Instrucción escrita 1:
Responde a estas preguntas sobre el texto mostrado:
(a) Según el texto, ¿qué es sentirse desorientado de vez en cuando?
(b) ¿En qué lugar del aula de la señora Martin transcurre la fantasía?
(c) ¿Qué se observa a través de la ventana?

La respuesta trivial es, por supuesto, que
uno no lo evita. Sentirse desorientado de vez en cuando es una parte inevitable
del proceso y parte de la diversión, también, cuando las condiciones son las
apropiadas. No obstante, una respuesta más seria apelaría a la educación de
nuestras sensibilidades, a cómo aprendemos a aguzar nuestro aparato perceptivo
y a cómo transformamos lo que sabemos y lo que leemos en hábitos cotidianos
para observar y escuchar mejor. Obviamente, habría mucho más que decir sobre
este proceso. Dejo lo poco que sé al respecto para futuros escritos y termino
este capítulo con la siguiente fantasía:
Estoy sentado al
fondo del aula de la señora Martin en una espléndida mañana primaveral cuando
ella levanta la mirada y me ve observando distraídamente a través de la ventana
los árboles recién brotados. «¿Qué estás haciendo, Philip?», me pregunta,
«¿estás distrayéndote o trabajando?». «Hago las dos cosas, señora», respondo
con expresión seria, aunque íntimamente siento cierta mortificación al saber
que mi falta de atención era evidente. «y además hago mucho más que eso»,
agrego en voz baja. «Aprendo a distraerme y a trabajar. Créase o
no, como muchos de sus alumnos, todavía trato de descubrir cómo buscarme. Pero
progreso, señora Martin, progreso». Al llegar a este punto sonrío ampliamente.

Instrucción escrita 2:
Selecciona cada línea de las filas que contenga la palabra "hull" y cópiala. Se distinguen mayúsculas y minúsculas.

Datos de la tarea:

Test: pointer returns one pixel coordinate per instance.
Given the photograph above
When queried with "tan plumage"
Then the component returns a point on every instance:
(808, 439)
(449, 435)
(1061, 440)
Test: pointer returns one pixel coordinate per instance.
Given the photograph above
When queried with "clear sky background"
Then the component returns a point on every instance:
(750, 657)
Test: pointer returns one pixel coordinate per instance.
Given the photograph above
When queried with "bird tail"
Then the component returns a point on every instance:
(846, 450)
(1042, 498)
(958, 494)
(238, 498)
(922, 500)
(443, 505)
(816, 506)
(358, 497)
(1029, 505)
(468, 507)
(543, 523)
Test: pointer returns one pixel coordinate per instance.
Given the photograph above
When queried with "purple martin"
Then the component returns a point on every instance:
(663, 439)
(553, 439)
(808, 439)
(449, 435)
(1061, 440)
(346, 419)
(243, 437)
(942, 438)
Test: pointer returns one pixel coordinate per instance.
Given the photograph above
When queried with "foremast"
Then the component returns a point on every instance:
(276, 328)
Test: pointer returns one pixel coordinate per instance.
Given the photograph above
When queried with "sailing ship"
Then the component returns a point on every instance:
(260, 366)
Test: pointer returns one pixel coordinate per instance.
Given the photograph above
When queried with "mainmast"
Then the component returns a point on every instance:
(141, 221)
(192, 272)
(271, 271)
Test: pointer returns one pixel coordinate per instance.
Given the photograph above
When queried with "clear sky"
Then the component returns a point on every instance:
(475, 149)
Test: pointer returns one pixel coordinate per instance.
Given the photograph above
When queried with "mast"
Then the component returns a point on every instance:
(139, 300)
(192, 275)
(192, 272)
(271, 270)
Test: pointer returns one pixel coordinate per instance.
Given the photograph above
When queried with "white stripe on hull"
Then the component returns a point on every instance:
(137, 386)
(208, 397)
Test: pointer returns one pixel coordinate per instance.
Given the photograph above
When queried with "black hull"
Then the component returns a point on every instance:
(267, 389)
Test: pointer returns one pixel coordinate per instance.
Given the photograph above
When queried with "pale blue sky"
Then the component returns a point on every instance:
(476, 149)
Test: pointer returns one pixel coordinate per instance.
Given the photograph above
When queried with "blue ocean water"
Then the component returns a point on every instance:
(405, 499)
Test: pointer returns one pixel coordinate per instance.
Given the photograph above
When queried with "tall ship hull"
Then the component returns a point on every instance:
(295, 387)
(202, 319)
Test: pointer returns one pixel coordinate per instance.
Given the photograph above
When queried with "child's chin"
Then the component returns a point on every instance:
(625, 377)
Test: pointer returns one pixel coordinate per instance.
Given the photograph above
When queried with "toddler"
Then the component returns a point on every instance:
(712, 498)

Resultado 1:
(a) Una parte inevitable del proceso y también parte de la diversión, cuando las condiciones son las apropiadas.
(b) Al fondo del aula.
(c) Los árboles recién brotados.

Resultado 2:
When queried with "white stripe on hull"
When queried with "black hull"
When queried with "tall ship hull"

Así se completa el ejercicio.